• Task to complete:
Copy every line from the records that holds the word "cover".

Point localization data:
• • • • •

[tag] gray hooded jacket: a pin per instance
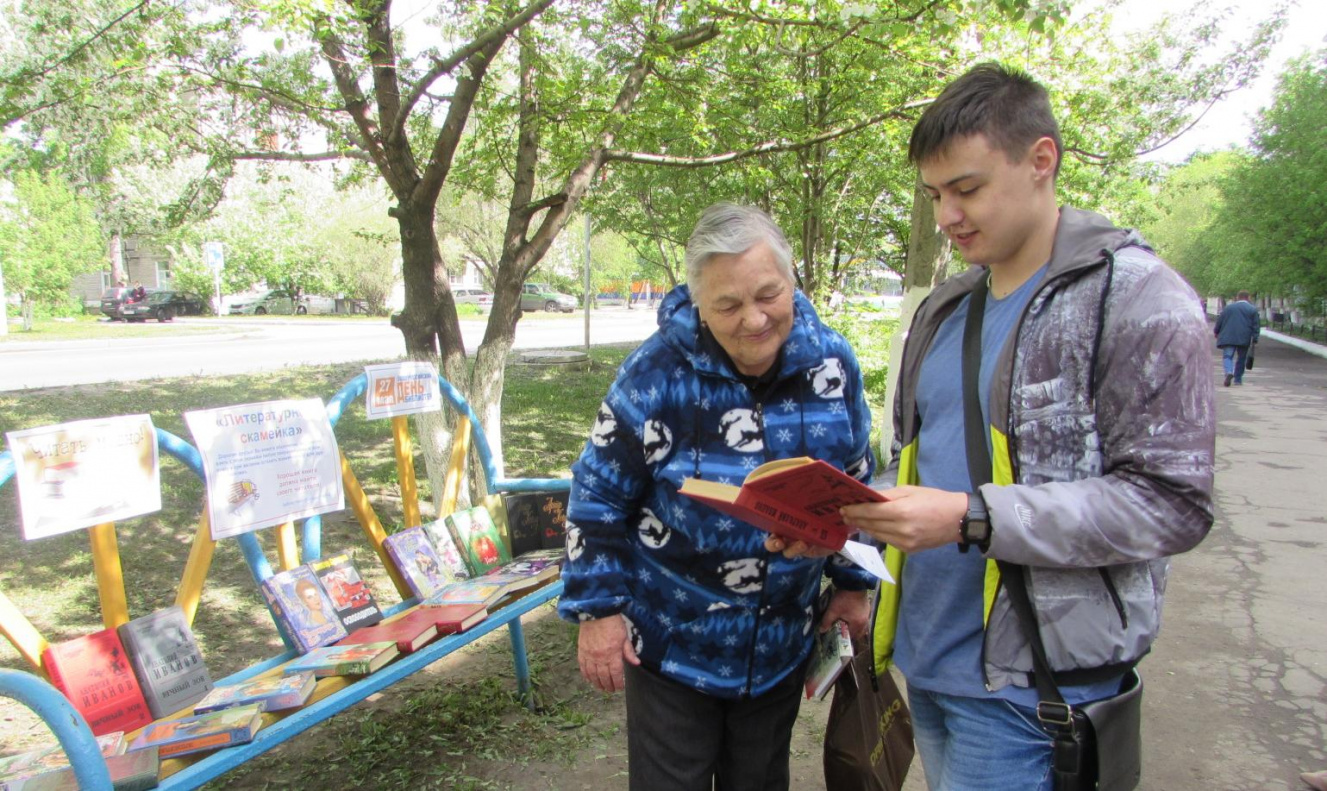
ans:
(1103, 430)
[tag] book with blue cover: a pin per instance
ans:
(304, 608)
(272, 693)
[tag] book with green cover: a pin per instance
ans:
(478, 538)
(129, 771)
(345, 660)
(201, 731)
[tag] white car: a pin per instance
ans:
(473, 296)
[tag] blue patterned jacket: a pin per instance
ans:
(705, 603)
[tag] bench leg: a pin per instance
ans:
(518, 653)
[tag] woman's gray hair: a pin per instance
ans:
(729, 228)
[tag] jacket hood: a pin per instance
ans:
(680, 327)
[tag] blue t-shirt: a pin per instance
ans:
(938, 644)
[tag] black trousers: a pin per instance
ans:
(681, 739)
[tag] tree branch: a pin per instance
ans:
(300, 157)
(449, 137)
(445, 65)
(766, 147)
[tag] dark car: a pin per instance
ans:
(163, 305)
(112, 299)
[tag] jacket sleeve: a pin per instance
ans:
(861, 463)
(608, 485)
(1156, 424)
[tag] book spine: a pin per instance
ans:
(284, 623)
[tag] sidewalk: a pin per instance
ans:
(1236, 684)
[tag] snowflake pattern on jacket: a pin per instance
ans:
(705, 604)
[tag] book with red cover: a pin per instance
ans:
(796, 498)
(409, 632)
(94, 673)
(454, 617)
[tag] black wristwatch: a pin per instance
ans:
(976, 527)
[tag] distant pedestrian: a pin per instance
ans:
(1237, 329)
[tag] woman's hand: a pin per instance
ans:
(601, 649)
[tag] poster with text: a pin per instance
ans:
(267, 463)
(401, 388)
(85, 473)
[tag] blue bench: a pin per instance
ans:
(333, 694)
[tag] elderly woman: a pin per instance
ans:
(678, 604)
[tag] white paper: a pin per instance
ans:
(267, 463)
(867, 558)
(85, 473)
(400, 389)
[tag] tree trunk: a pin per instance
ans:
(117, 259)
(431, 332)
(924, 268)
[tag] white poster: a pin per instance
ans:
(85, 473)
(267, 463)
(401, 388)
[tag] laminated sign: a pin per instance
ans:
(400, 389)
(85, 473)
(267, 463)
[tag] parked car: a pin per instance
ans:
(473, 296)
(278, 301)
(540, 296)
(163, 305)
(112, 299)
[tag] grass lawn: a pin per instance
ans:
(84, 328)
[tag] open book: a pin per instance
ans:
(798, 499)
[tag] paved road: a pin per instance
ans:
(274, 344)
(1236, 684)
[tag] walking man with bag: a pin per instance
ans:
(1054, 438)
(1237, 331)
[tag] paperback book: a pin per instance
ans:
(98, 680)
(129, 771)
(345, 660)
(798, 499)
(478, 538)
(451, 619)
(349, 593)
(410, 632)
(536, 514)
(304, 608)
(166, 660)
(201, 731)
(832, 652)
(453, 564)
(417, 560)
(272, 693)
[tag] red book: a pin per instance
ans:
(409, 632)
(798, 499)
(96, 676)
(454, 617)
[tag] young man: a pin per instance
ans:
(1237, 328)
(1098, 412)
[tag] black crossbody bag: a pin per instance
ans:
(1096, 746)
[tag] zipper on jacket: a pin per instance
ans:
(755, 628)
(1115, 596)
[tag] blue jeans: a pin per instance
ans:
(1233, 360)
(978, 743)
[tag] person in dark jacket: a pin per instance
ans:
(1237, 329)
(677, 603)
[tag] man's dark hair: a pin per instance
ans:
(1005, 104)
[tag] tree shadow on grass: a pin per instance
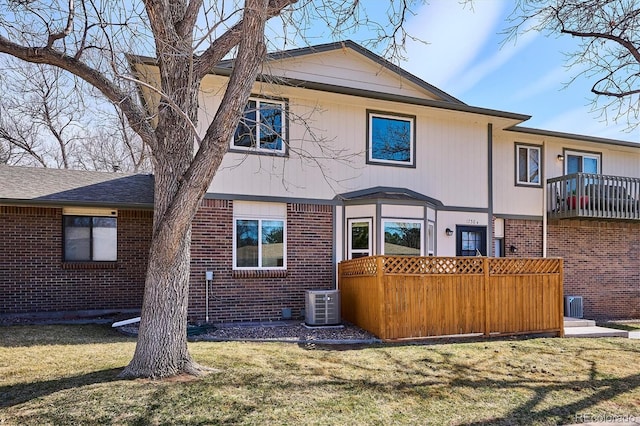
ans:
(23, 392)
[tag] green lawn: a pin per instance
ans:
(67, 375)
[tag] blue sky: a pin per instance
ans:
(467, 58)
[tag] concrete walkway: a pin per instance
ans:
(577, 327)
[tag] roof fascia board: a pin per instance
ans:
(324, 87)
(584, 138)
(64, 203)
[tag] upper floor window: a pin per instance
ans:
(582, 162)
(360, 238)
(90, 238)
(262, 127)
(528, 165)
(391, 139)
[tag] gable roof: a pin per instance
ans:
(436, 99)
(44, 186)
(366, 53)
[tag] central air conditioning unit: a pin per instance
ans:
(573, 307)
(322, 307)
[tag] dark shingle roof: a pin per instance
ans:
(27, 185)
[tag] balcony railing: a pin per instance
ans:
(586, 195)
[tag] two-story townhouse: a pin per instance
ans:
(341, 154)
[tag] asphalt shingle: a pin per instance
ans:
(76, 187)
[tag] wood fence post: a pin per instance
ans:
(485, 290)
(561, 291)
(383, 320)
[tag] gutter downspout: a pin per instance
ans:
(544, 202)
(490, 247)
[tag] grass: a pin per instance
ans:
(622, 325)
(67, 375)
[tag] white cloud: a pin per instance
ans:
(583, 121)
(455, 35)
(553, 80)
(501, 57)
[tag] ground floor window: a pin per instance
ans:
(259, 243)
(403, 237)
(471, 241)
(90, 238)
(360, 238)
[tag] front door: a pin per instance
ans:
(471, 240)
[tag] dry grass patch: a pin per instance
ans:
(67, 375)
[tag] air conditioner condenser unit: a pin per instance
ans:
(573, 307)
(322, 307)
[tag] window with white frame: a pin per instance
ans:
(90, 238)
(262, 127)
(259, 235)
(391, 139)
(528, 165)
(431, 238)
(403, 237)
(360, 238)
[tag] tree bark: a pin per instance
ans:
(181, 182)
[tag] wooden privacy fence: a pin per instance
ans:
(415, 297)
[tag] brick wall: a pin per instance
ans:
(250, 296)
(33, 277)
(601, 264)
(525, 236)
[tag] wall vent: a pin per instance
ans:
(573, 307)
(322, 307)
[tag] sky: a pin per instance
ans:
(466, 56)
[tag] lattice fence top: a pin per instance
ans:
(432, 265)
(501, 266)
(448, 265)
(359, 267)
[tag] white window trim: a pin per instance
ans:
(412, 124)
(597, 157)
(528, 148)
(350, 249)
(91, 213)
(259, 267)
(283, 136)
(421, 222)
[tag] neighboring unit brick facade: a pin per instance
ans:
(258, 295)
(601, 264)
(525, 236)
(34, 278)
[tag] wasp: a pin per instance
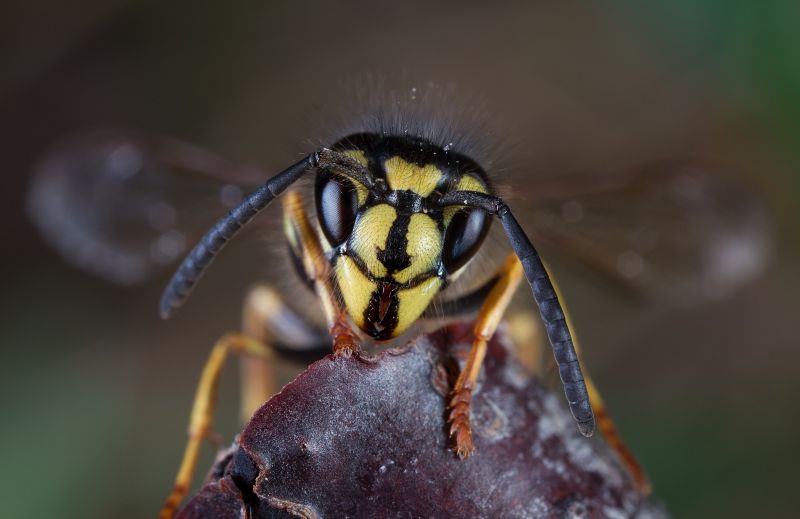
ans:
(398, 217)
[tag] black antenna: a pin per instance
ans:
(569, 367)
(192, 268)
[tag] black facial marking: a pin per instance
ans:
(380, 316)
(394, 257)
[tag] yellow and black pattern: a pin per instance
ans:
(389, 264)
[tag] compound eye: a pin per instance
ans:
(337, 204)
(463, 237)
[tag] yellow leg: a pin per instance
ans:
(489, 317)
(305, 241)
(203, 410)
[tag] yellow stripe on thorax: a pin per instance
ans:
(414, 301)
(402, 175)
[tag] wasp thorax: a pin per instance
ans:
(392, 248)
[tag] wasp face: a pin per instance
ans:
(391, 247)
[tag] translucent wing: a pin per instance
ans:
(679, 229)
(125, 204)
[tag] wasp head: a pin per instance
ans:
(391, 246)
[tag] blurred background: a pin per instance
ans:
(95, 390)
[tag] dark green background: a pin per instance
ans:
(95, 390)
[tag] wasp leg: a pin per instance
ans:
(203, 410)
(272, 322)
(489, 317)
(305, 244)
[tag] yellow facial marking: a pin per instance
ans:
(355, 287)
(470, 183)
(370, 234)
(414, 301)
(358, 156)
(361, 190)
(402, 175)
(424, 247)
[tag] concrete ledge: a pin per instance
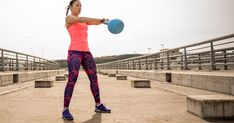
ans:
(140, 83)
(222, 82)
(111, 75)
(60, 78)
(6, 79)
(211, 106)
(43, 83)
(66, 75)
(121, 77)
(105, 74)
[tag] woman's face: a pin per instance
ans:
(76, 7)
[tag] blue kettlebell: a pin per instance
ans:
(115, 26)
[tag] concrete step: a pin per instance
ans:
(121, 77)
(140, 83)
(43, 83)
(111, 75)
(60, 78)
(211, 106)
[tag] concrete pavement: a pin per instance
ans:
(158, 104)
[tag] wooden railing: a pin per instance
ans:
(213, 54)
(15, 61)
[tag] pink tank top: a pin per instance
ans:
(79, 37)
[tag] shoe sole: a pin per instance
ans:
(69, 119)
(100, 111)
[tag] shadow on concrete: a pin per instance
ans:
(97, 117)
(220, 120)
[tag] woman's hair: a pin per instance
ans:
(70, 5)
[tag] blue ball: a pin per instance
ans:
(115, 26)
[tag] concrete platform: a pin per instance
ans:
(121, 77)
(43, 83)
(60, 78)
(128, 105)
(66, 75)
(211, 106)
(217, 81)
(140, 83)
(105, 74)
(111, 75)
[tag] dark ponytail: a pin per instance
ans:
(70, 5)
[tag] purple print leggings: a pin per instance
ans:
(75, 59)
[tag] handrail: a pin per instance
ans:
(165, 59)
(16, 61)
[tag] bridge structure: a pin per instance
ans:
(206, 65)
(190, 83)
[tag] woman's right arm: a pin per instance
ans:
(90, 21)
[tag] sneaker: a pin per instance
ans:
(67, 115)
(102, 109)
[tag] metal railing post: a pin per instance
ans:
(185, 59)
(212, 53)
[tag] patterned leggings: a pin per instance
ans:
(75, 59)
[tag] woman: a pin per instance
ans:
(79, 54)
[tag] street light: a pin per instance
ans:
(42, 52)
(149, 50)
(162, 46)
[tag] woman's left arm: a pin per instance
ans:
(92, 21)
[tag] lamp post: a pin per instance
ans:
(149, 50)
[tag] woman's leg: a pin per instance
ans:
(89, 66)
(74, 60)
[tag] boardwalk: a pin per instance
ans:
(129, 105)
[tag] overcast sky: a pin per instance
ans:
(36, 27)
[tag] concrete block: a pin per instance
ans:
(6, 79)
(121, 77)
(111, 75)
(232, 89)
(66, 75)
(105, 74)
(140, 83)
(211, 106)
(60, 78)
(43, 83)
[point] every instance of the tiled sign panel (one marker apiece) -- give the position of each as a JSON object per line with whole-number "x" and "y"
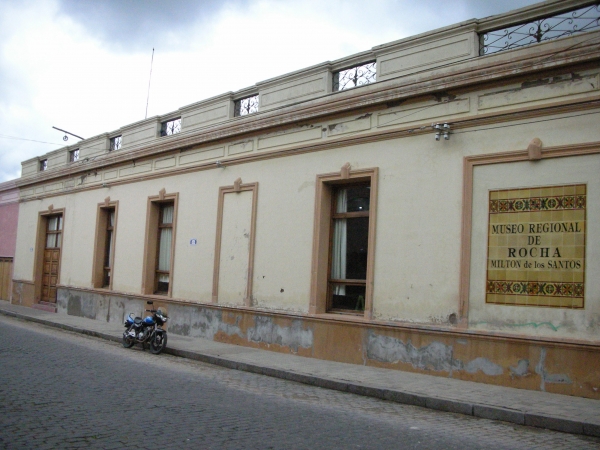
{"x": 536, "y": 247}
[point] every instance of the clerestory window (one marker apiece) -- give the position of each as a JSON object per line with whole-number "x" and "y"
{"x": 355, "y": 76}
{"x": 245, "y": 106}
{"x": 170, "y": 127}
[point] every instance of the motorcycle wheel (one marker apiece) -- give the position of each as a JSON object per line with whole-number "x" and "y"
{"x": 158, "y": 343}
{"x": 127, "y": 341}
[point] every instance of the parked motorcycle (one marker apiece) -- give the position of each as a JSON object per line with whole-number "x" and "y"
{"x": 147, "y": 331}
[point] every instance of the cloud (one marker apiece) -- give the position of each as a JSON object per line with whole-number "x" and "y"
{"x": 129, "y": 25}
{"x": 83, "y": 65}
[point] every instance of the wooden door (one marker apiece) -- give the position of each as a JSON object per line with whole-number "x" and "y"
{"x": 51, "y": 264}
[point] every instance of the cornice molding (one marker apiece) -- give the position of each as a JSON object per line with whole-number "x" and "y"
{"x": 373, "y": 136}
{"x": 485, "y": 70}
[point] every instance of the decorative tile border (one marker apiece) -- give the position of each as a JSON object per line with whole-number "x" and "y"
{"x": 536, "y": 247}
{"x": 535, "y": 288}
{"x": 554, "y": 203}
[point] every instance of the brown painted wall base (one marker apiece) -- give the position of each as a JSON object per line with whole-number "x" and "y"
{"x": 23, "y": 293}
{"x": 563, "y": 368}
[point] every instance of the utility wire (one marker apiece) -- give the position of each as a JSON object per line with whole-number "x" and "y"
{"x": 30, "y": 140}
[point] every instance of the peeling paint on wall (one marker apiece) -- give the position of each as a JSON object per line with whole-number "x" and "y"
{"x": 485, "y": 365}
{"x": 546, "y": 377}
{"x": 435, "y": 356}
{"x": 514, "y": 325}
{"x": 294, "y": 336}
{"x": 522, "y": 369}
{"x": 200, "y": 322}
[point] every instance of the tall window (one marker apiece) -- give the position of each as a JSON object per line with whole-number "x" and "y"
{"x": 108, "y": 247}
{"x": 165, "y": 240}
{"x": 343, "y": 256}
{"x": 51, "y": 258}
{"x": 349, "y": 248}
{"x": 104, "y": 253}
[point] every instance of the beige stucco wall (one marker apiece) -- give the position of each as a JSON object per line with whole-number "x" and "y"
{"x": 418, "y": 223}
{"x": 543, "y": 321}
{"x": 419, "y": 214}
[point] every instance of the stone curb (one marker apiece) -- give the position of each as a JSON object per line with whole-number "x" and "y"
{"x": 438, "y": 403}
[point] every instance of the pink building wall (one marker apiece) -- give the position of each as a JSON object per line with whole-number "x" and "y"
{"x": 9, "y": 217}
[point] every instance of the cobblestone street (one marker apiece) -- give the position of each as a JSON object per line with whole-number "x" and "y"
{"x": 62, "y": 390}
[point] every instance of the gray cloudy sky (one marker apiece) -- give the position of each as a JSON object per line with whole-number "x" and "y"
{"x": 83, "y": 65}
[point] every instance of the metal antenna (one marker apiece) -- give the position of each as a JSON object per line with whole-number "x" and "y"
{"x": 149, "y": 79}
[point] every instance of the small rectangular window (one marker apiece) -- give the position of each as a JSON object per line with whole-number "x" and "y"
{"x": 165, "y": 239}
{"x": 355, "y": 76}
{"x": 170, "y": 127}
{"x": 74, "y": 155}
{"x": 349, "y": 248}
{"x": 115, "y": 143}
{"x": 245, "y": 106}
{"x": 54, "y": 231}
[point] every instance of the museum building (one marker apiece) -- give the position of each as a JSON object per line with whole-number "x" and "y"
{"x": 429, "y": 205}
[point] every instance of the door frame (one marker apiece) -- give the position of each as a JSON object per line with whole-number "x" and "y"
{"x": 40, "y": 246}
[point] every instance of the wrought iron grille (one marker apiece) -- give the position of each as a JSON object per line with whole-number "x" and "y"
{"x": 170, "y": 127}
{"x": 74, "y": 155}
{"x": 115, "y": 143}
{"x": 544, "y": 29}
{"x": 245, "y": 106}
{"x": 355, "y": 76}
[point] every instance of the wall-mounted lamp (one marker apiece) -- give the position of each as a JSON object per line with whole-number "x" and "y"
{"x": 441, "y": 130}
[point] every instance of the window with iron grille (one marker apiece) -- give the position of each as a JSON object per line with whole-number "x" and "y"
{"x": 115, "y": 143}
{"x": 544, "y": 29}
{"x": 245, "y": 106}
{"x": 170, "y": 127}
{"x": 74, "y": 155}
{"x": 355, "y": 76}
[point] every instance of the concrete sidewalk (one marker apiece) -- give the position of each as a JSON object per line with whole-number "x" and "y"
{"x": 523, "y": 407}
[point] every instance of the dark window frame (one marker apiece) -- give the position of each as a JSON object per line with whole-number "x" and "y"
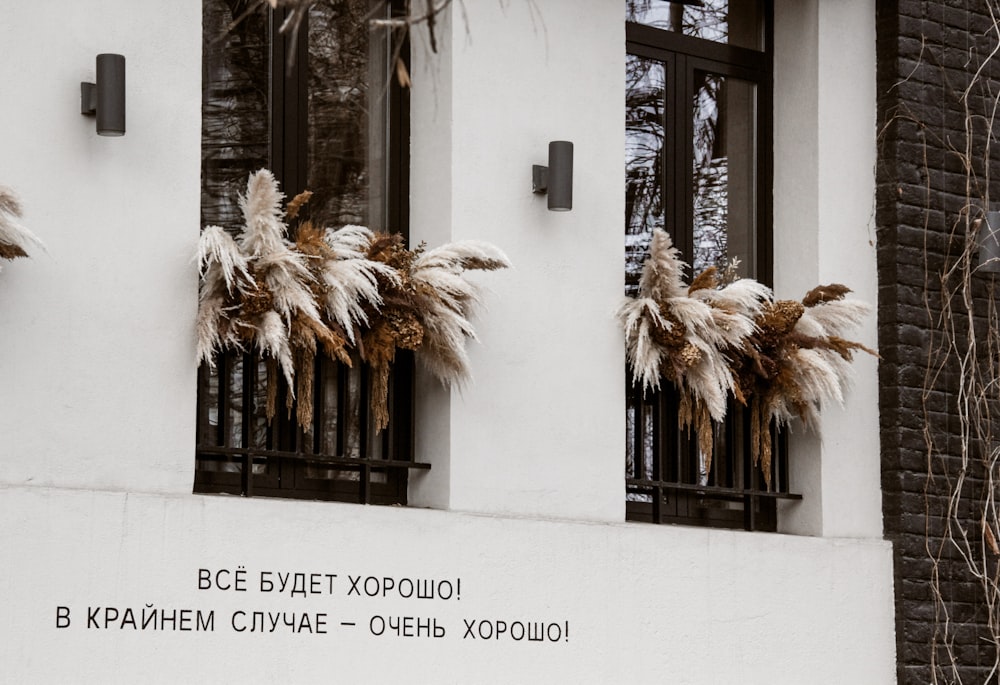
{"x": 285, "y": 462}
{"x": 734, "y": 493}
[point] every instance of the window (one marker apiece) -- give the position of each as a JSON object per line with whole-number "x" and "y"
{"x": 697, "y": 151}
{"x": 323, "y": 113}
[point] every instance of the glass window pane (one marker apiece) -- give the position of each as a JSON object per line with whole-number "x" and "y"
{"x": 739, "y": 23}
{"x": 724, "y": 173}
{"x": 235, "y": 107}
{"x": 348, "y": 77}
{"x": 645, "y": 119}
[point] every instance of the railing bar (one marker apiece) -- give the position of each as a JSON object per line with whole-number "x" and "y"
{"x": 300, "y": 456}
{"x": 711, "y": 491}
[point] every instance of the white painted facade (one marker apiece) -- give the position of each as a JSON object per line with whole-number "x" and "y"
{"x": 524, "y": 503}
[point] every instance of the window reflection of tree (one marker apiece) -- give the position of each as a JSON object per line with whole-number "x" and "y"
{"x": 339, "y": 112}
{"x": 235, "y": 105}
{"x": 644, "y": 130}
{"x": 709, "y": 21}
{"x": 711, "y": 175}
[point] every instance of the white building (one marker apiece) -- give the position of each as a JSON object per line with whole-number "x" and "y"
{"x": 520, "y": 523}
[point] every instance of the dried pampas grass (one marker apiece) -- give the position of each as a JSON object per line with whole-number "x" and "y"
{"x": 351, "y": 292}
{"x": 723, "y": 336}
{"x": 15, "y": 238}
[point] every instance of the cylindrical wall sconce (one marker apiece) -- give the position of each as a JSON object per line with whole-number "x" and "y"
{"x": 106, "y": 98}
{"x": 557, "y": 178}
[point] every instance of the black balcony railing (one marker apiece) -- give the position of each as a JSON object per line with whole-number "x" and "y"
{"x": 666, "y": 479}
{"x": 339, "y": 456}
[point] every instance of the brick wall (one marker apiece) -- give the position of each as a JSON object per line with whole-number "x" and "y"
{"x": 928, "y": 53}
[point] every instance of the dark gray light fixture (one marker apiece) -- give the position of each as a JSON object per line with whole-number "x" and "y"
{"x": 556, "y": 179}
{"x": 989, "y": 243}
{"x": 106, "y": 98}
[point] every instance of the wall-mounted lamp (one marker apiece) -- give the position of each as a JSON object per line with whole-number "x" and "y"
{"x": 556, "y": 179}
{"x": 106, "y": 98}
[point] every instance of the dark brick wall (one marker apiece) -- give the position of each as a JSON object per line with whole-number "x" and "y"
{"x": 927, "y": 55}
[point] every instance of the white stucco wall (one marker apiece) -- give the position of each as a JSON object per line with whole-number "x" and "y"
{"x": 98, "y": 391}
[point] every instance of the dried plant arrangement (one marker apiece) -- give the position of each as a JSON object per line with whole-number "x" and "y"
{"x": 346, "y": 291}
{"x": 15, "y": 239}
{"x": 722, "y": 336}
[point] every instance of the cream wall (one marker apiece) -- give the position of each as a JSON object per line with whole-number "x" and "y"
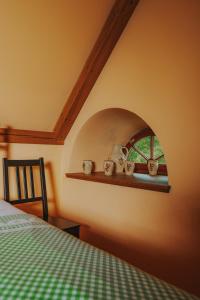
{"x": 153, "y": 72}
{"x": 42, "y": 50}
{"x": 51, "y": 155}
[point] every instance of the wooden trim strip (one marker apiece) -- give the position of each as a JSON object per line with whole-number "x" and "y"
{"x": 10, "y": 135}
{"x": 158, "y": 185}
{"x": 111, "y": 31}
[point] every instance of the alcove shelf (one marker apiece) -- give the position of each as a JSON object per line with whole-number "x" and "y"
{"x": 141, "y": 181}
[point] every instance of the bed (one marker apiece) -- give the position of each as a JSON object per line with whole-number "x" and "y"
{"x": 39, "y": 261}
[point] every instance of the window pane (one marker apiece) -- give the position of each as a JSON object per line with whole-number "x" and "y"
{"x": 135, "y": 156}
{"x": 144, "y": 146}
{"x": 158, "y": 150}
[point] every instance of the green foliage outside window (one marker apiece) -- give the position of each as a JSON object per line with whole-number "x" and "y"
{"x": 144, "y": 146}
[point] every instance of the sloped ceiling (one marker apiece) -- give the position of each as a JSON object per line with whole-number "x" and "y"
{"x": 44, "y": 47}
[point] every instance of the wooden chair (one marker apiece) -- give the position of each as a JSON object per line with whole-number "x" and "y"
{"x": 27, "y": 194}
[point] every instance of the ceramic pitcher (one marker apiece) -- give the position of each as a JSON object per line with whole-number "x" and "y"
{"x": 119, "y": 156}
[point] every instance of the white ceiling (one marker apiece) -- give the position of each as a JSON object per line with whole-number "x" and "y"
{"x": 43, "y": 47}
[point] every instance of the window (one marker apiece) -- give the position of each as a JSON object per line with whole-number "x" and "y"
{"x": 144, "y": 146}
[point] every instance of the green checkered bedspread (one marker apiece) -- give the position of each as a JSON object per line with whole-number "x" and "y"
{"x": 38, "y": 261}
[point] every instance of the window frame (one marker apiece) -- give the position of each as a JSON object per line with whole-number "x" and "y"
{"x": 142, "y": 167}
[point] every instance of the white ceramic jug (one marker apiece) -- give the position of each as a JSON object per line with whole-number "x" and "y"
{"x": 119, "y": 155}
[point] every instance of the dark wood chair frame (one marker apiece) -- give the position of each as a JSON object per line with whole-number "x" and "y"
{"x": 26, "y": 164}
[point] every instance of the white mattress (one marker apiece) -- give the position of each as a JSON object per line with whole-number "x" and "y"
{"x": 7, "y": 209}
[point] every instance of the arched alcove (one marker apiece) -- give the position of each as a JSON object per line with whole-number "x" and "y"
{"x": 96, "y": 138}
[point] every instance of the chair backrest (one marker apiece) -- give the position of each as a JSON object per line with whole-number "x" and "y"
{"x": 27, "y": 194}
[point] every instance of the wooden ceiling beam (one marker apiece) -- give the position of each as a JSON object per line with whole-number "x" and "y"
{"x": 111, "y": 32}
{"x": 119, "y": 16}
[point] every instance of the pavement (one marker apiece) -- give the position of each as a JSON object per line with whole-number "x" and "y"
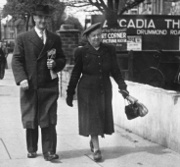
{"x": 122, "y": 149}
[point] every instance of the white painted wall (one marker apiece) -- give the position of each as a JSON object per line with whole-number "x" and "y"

• • • • •

• The completed task:
[tag] book with blue cover: a pin per instance
[tag] book with green cover: a pin per instance
[tag] book with red cover: a pin per instance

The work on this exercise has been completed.